What is required:
Once you reach the end of the data, transcribe all of it exactly.

[Records from a dataset]
- Opening Delimiter -
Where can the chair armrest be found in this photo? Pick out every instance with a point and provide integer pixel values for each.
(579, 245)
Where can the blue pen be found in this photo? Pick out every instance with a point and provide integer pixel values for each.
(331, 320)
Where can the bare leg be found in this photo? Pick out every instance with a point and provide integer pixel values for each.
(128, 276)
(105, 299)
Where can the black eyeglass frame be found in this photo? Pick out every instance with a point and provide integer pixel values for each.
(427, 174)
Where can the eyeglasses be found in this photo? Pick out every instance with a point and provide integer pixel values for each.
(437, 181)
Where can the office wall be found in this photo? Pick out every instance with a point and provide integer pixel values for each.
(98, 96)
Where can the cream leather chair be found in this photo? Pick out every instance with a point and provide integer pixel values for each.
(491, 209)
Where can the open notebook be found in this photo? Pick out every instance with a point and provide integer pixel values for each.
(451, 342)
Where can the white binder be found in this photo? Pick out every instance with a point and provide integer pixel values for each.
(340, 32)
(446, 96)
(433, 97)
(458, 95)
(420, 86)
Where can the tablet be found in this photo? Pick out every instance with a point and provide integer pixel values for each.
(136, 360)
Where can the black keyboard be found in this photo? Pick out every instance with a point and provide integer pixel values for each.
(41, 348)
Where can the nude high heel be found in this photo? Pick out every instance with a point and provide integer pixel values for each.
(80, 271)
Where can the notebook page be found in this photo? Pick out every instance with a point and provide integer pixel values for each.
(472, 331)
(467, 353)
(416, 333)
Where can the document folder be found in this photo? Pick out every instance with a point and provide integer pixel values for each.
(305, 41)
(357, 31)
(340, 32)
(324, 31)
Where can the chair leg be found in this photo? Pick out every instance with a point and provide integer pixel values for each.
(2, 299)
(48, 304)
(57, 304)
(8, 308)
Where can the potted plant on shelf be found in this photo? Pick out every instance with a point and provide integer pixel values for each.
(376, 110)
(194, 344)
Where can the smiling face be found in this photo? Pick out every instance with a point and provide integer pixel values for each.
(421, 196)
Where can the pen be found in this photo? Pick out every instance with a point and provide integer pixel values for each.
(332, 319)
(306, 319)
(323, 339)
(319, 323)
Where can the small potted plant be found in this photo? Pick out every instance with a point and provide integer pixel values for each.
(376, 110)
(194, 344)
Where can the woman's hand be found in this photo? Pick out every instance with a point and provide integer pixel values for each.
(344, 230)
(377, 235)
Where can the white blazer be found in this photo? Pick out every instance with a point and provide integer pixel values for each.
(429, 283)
- Closing Delimiter -
Task output:
Where can the chair armrest be found in this photo? Pick out every instance with a point and provide integer pixel values for each.
(579, 245)
Where can the blue pen be found in this photo? Pick out every instance with a point and provide integer pixel values for each.
(331, 320)
Where can the bare leg be found in this photo? Pick out every instance with a point and provide integer pixel values for each.
(128, 276)
(105, 299)
Where can the black eyeglass frame be found in this photo? Pick out every instance with a point and provide integer pixel values for each.
(427, 174)
Where can the eyeglasses be found in this photo? Pick out every instance with a point and provide integer pixel values for each.
(437, 181)
Where can the office wall be found in this photo? Pick out every instance with a point and provide integer pixel values for each.
(98, 96)
Where can the cream leather chair be found in this photo? Pick out every instance with a point and provide integer pixel values for each.
(491, 209)
Where can the open notebook be found in this photo? Pick out every instance with a point and provide integer pixel values for each.
(451, 342)
Where can the white binder be found in this photo? Pick out every instance with a point and provide integer pixel values for each.
(340, 32)
(446, 96)
(433, 97)
(458, 95)
(420, 86)
Where can the tablet be found in this photo? Pick out every instance with a point and provide integer pixel values for each.
(136, 360)
Where can the black keyboard be found in this photo? Pick out every instance with a point and provide integer pixel values for each.
(41, 348)
Where can the nude high heel be found in this photo? Pick out every instance with a point and provide integer pixel values for each.
(80, 271)
Where can the notebook page be found in this photo? Pick out every instance with a point and provide integer pixel values for each.
(472, 331)
(467, 353)
(416, 333)
Where can the document folder be found in this photo? Pick out every instance with a point and provide integer pixel values for each.
(305, 41)
(357, 31)
(340, 32)
(324, 31)
Where can the chair leg be found in this photo? Pick out every instance with a point and provide integer pixel values for each.
(2, 299)
(48, 304)
(57, 304)
(8, 308)
Where can the potted plant on shelf be found in this photo? Pick out every instance with a point and provide integer pixel values for each.
(376, 110)
(194, 344)
Where can the smiling face be found in this photo? Pick out every instance with a point and provide integer pixel values for each.
(421, 196)
Where can the pen be found in this photo? Pick out every instance with a point and provide integer pixel values for each.
(332, 319)
(306, 319)
(323, 339)
(319, 323)
Where can the small potted plant be found in this photo? Pick out every instance with a point and provide integer pixel values for each.
(376, 110)
(194, 344)
Where can the woman's hand be found in this photo? Pick out every instance with a point and provide integer pixel values for each.
(344, 230)
(377, 235)
Where can the white blazer be found in this photo? Pick out every instance with a point and provide integer pixel values for each.
(429, 283)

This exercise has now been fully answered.